▶ **SELECTED PASSAGE**:
-=-=-=-=-

Concurrent ingestion with multiple streams:

var wg sync.WaitGroup
for partition := 0; partition < 4; partition++ {
    wg.Add(1)
    go func(p int) {
        defer wg.Done()

        // Each goroutine gets its own stream
        stream, err := sdk.CreateStream(tableProps, clientID, clientSecret, options)
        if err != nil {
            log.Fatal(err)
        }
        defer stream.Close()

        for i := p * 25000; i < (p+1)*25000; i++ {
            data := fmt.Sprintf(`{"id": %d}`, i)
            offset, err := stream.IngestRecordOffset(data)
            if err != nil {
                log.Printf("Failed to ingest: %v", err)
                continue
            }
            // Note: stream.Close() will flush all pending records
        }
    }(p)
}
wg.Wait()

5. Handle Acknowledgments

The recommended IngestRecordOffset() and IngestRecordsOffset() methods return offsets directly (after queuing):

  • IngestRecordOffset() returns int64
  • IngestRecordsOffset() returns int64 (one offset for the entire batch)

-=-=-=-=-

▶ **STORED RECORDS**:

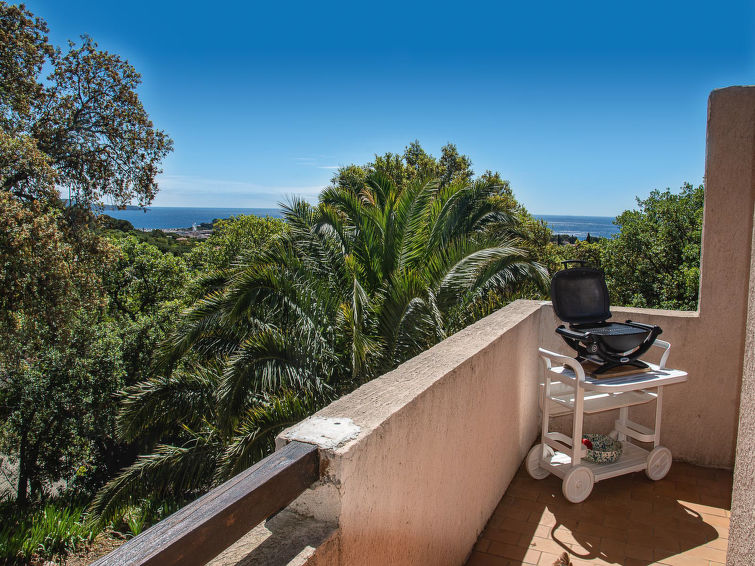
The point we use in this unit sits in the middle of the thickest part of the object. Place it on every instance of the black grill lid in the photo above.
(580, 295)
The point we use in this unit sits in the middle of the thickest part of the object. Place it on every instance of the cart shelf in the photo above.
(632, 459)
(566, 388)
(596, 402)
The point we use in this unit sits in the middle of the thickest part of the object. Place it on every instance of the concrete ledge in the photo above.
(435, 443)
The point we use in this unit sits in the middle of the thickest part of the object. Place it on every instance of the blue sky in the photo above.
(582, 106)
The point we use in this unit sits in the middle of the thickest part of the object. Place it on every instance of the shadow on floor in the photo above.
(628, 520)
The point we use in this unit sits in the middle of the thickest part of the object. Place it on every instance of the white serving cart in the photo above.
(566, 389)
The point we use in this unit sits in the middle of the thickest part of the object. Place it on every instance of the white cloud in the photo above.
(181, 190)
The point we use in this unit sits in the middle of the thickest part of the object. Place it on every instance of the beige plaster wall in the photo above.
(440, 439)
(741, 551)
(700, 416)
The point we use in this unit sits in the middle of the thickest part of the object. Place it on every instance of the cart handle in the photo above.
(547, 355)
(664, 357)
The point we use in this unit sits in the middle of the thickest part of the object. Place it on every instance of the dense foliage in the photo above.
(655, 260)
(371, 276)
(80, 129)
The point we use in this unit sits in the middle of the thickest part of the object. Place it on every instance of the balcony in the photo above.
(422, 465)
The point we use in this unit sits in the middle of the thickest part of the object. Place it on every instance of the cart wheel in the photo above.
(578, 484)
(659, 463)
(533, 461)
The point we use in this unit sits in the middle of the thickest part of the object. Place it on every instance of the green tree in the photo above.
(49, 285)
(353, 287)
(82, 129)
(232, 239)
(414, 163)
(654, 261)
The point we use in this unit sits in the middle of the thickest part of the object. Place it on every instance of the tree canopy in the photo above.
(82, 129)
(374, 274)
(654, 261)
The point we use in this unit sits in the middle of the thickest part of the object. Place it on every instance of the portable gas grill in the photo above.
(580, 298)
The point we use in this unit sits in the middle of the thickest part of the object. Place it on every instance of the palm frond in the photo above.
(255, 434)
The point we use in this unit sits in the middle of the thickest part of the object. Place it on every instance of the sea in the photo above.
(162, 217)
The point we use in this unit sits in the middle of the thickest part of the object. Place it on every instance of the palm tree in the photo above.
(372, 276)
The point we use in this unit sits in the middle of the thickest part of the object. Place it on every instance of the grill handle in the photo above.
(568, 261)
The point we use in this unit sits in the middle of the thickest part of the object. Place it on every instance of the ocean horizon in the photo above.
(167, 217)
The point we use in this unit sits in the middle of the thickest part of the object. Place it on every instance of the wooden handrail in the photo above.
(195, 534)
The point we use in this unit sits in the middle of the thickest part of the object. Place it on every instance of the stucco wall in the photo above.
(741, 552)
(440, 439)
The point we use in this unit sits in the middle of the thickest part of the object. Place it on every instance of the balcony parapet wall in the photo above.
(438, 441)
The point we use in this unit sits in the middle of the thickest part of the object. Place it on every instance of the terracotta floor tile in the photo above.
(482, 559)
(682, 520)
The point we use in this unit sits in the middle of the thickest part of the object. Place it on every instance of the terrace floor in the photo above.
(629, 520)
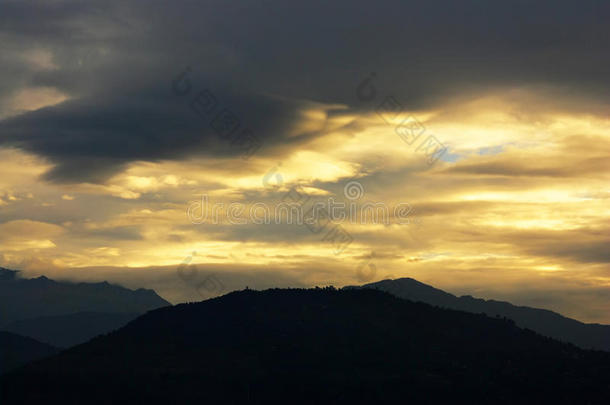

-=-=-=-=-

▶ **EXERCISE INSTRUCTIONS**:
A. Copy the Go ingestion example, everything from "5. Handle Acknowledgments" down to "the entire batch)", with "int64" changed to "uint64".
B. Which methods does the Go ingestion example call on wg?
C. Answer these from the Go ingestion example:
(i) What is the upper bound that the partition loop checks against?
(ii) According to the comment in the inner loop, what will stream.Close() do?
(iii) What does IngestRecordsOffset() return?

▶ **RESULTS FOR EACH TASK**:
A.
5. Handle Acknowledgments

The recommended IngestRecordOffset() and IngestRecordsOffset() methods return offsets directly (after queuing):

  • IngestRecordOffset() returns uint64
  • IngestRecordsOffset() returns uint64 (one offset for the entire batch)

B. Add, Done, Wait

C.
(i) 4 (the loop runs while partition < 4)
(ii) Flush all pending records
(iii) An int64, one offset for the entire batch